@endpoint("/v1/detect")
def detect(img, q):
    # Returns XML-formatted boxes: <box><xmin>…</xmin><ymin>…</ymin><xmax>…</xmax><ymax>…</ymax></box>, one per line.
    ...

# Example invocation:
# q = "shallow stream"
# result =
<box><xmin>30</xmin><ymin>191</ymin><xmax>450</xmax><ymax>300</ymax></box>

:: What you should do ::
Convert the listing above into a numbered list with one line per item, omitting blank lines.

:: Result below ::
1. @endpoint("/v1/detect")
2. def detect(img, q):
3.     # Returns XML-formatted boxes: <box><xmin>…</xmin><ymin>…</ymin><xmax>…</xmax><ymax>…</ymax></box>, one per line.
4.     ...
5. # Example invocation:
6. # q = "shallow stream"
7. # result =
8. <box><xmin>30</xmin><ymin>191</ymin><xmax>450</xmax><ymax>300</ymax></box>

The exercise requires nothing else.